[Start of RECORD EXTRACTS]
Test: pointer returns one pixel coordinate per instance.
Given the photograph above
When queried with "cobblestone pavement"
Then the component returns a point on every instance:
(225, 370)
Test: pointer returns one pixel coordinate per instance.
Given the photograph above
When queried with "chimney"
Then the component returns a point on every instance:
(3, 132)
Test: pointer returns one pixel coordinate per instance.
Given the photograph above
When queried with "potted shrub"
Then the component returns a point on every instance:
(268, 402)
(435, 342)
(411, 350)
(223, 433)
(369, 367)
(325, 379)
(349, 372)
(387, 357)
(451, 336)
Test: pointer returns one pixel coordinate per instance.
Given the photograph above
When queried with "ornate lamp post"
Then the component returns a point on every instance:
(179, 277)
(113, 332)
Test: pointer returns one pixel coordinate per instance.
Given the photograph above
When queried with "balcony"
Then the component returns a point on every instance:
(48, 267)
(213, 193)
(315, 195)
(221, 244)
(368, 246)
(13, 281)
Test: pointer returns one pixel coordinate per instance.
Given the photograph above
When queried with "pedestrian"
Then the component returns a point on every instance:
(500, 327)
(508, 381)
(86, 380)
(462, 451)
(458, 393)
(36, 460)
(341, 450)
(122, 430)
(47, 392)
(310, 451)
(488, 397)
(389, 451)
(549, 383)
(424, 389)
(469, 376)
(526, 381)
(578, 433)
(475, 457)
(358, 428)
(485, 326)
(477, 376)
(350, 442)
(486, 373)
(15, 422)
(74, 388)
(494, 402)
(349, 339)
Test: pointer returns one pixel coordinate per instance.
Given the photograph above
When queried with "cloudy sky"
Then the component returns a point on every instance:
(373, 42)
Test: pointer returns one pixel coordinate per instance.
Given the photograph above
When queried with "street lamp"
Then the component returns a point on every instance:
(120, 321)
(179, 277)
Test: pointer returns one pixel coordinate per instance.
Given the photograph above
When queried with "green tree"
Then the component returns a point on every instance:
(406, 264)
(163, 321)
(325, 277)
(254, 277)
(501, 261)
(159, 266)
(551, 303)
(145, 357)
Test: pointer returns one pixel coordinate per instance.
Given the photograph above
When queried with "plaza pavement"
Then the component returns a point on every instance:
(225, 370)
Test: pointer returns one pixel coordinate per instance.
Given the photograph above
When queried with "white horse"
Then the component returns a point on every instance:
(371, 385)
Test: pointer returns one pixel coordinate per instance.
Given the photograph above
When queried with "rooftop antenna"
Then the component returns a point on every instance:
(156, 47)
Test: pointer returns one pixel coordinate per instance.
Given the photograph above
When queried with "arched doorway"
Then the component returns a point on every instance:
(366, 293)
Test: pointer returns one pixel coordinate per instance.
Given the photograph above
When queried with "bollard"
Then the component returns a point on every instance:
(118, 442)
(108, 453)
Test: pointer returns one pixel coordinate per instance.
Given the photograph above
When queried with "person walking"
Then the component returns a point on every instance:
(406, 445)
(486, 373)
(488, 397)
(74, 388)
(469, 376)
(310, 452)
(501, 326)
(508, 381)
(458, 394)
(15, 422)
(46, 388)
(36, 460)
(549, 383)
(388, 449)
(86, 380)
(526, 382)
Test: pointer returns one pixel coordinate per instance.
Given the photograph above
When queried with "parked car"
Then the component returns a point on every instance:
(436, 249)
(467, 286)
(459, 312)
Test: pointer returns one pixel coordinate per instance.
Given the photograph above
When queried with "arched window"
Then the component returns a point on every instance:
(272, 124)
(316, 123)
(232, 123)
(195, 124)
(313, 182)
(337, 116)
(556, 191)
[End of RECORD EXTRACTS]
GIVEN REQUEST:
Transcribe the data above in full, exactly.

TASK OUTPUT:
Test: pointer returns one pixel coordinate per instance.
Given the photograph above
When queried with "cobblestone pavement"
Then the component returns a point on every instance:
(225, 370)
Test: pointer returns one pixel coordinate per instance.
Given the photograph above
When queried with "chimney"
Then the component returns a point on every instance:
(3, 132)
Test: pointer returns one pixel coordinate per instance.
Given the photograph above
When queried with "potted shrub"
Then the component returns a point on every instance:
(268, 402)
(435, 342)
(411, 350)
(223, 433)
(369, 367)
(325, 379)
(349, 372)
(387, 357)
(451, 336)
Test: pointer returns one pixel coordinate per instance.
Given the photograph above
When queried with "ornate lamp post"
Then the component returns a point on every instance:
(179, 277)
(113, 332)
Test: pointer returns one pixel coordinate per instance.
Given the photograph above
When queried with "balcony"
Then the component returns a point on every instance:
(48, 267)
(213, 193)
(315, 195)
(221, 244)
(368, 246)
(13, 281)
Test: pointer returns one pixel coordinate per instance.
Given the photograph above
When queried with "pedestrian"
Then the component returns a point on every instance:
(500, 327)
(508, 381)
(86, 380)
(462, 451)
(458, 393)
(36, 460)
(341, 450)
(122, 430)
(47, 392)
(310, 451)
(488, 397)
(389, 451)
(549, 383)
(424, 389)
(469, 376)
(526, 381)
(578, 433)
(475, 457)
(358, 428)
(485, 326)
(477, 376)
(350, 442)
(486, 373)
(15, 422)
(74, 388)
(494, 402)
(349, 339)
Test: pointer returns one pixel coordinate per instance.
Given the photograph above
When queried with "cloudy sky"
Then the component returns a point on every instance:
(373, 42)
Test: pointer returns one pixel coordinate per instance.
Given the photograph above
When queried with "street lamp"
Then the component returns a point on every instance:
(120, 321)
(179, 277)
Test: pointer returns one pixel coordinate per instance.
Given the photograph above
When queried with "green tree"
Then the component returns a point on every instance:
(406, 264)
(163, 321)
(325, 277)
(254, 277)
(501, 261)
(159, 266)
(551, 303)
(145, 357)
Test: pointer returns one pixel coordinate per instance.
Given the photograph above
When queried with "plaza pavement"
Then the component returns a point on every instance:
(225, 370)
Test: pointer returns one pixel coordinate per instance.
Given the photograph above
When queried with "white horse"
Then the component returns a point on every instance:
(371, 385)
Test: pointer returns one pixel coordinate per instance.
Given the photograph above
When queried with "rooftop antenna"
Then the component returns a point on every instance:
(156, 47)
Test: pointer returns one pixel coordinate per instance.
Given the photograph above
When queried with "arched doorway"
Then the component returns a point on every instance:
(366, 293)
Test: pointer returns one pixel coordinate per instance.
Given the photograph above
When queried with "bollard"
Then the component returns a point on every instance:
(118, 442)
(108, 453)
Test: pointer returns one pixel coordinate per instance.
Given the photograph above
When queried with "person walking"
Then the component returns a point on every instance:
(406, 445)
(486, 373)
(488, 397)
(74, 388)
(469, 376)
(310, 452)
(501, 326)
(508, 381)
(458, 394)
(15, 422)
(46, 388)
(36, 460)
(549, 383)
(388, 449)
(86, 380)
(526, 382)
Test: pointer returns one pixel coordinate per instance.
Given the photograph above
When queried with "parked car"
Then the component returns a point on every instance:
(436, 249)
(467, 286)
(459, 312)
Test: pointer returns one pixel coordinate per instance.
Given the photograph above
When queried with "arched window"
Then the component returns a point on every instance:
(272, 124)
(316, 123)
(232, 123)
(195, 124)
(313, 182)
(337, 116)
(556, 191)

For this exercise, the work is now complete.